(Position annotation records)
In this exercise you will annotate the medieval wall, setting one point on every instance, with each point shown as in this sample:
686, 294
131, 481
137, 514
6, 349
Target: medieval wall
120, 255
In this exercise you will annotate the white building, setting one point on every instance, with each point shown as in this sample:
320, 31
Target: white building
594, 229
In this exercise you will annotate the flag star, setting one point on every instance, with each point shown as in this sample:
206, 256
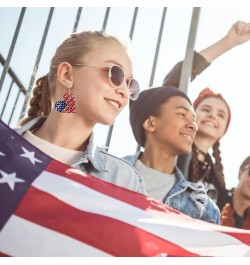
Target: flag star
10, 179
30, 156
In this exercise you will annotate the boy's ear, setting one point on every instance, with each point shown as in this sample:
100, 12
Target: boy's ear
65, 74
149, 124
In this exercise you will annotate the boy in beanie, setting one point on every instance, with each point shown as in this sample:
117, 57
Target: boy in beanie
163, 122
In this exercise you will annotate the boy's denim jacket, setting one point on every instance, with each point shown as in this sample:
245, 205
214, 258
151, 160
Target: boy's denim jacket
97, 162
188, 197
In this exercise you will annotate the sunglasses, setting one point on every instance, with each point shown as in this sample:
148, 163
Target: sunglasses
247, 167
117, 77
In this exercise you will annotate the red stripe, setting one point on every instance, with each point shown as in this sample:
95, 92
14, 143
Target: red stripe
133, 198
4, 255
109, 235
136, 199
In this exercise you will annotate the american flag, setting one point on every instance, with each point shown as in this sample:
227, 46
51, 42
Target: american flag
50, 209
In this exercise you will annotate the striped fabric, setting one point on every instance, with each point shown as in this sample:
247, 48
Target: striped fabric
50, 209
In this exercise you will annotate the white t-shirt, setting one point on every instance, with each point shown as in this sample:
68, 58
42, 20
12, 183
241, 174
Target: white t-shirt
158, 184
64, 155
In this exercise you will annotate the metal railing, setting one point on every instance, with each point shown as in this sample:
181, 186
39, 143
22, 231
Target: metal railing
26, 91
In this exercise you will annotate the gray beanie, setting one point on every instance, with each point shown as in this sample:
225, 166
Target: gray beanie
149, 100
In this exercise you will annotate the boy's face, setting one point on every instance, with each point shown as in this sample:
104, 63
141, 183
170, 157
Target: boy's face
175, 126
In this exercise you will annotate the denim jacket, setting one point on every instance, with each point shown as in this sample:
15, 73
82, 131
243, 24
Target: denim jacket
187, 197
97, 162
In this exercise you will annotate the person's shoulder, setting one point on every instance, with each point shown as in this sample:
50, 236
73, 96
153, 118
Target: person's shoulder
115, 159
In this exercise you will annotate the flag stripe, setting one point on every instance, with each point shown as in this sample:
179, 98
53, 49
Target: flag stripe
39, 206
146, 204
20, 238
168, 228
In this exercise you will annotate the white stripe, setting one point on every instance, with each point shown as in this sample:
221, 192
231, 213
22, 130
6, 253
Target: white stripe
197, 237
21, 238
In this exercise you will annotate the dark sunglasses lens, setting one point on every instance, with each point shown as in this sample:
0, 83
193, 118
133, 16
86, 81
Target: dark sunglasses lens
116, 75
134, 89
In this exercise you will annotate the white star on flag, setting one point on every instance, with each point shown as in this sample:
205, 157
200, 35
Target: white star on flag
30, 156
10, 179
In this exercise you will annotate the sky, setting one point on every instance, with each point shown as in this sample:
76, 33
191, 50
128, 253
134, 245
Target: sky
228, 75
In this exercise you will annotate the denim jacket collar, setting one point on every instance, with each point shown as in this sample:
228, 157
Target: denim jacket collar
181, 183
91, 153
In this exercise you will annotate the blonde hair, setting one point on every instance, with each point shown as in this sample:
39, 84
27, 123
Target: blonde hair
73, 48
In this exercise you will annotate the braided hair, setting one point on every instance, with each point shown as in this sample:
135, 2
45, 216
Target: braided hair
73, 48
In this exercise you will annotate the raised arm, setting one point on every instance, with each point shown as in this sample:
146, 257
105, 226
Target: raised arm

◆ Task details: Print the whole listing above verbatim, leaving out the pictures.

◆ Full output:
In this exercise you will annotate the medieval wall, setting one point on every instance, with each point shown as in this sample:
686, 294
131, 481
137, 514
6, 349
Target: medieval wall
120, 255
In this exercise you will annotate the white building, setting one point on every instance, with each point shown as in this sample:
320, 31
Target: white building
594, 229
In this exercise you will annotate the flag star, setting one point on every instance, with each point shown as in this sample:
206, 256
Target: flag star
10, 179
30, 156
In this exercise you will annotate the boy's ear, setting one point on every instance, with each point shown as in this sample:
100, 12
Target: boy's ear
65, 74
149, 124
In this exercise you will annotate the boy in beanie, setting one point on every instance, with each point shown as in this sample:
117, 57
Target: boy in beanie
163, 122
In this exercise you will annotate the boy's denim jacket, setting one point on every instance, with each point shown as in this sample:
245, 205
214, 258
151, 160
Target: boy's denim jacket
97, 162
188, 197
In this exercise you will annotate the sunglasses, setting one point on every instance, with each point shown as in this sample:
148, 163
Target: sunglasses
247, 167
117, 77
In this exercise you will annotate the red stripe, setting one point on every instance, with each point shown as in this sample:
95, 92
14, 143
Target: red stripe
133, 198
4, 255
109, 235
136, 199
In this exercise you will annotate the american flag, setting one point on every instance, with each point shown as in this sample:
227, 46
51, 42
Target: american flag
50, 209
In this exercise you will annotate the striped fabric, setting one point on every instance, with each point shown as in this sample:
247, 48
Target: striped fabric
50, 209
In this exercise you will annotate the white t-shirt, setting one point on every instance, with each point shown as in this sample:
68, 58
42, 20
12, 183
241, 174
Target: white t-shirt
158, 184
64, 155
In this exercise you will annotate the metal railing, setting one point on every instance, with each point shown as in this sample:
181, 186
39, 143
22, 231
Target: metal railing
26, 91
In this exercise you will annotate the gray beanie, setting one point on every instance, with each point shown as in this sample:
225, 166
Target: gray beanie
149, 100
In this exercise you will annotate the boy's face, setting one point on every instance, with each point shown as in this sample:
104, 63
141, 183
170, 157
Target: boy's face
175, 126
In this exercise you will annotate the denim jacket, setting one point on every instance, with each point shown as in this sample:
15, 73
82, 131
243, 24
Target: denim jacket
187, 197
97, 162
In this exercise you will annotate the person's shoulder, setting one point on every instance, with each point shown as in this sample:
50, 236
73, 96
153, 118
Target: person's shoulder
115, 159
In this exercise you will annotate the flag stripe, setting one point on every instance, with each point shown as in this sample:
179, 98
53, 49
Target: flag stripe
39, 206
146, 204
20, 238
168, 228
In this exercise you will annotate the white stripe, setting one point on every instance, with each point shown as in this sample:
221, 192
231, 213
22, 130
6, 253
Target: white stripe
197, 237
21, 238
In this exercise you will annotate the dark sunglasses lens, setting one point on every instance, with each point shown as in this sample:
0, 83
193, 118
133, 16
86, 81
Target: dark sunglasses lens
116, 75
134, 89
In this exercise you will annotate the white star on flag, setting one point on every instance, with each point shown as in this sample:
205, 157
200, 35
Target: white star on flag
30, 156
10, 179
In this exercise you will annotate the sky, setting one point on every instance, with each point shown as in this sample:
76, 33
191, 50
128, 253
134, 245
Target: sky
228, 75
In this exercise you will annotate the denim jacket collar, setting one point on every instance, with each point shown as in this sample:
228, 157
Target: denim jacket collar
181, 183
91, 153
In this exercise you will annotate the blonde hair, setting one point on every instance, with each point shown as in this sample:
39, 84
27, 123
Target: blonde hair
73, 48
In this exercise you will annotate the braided hair, setting one point on every instance, with each point shown as in this sample:
135, 2
45, 216
Target: braided hair
73, 48
In this exercise you will annotate the raised arm, setting one point on every instance, with each point shown as in this sample:
146, 257
105, 226
Target: raised arm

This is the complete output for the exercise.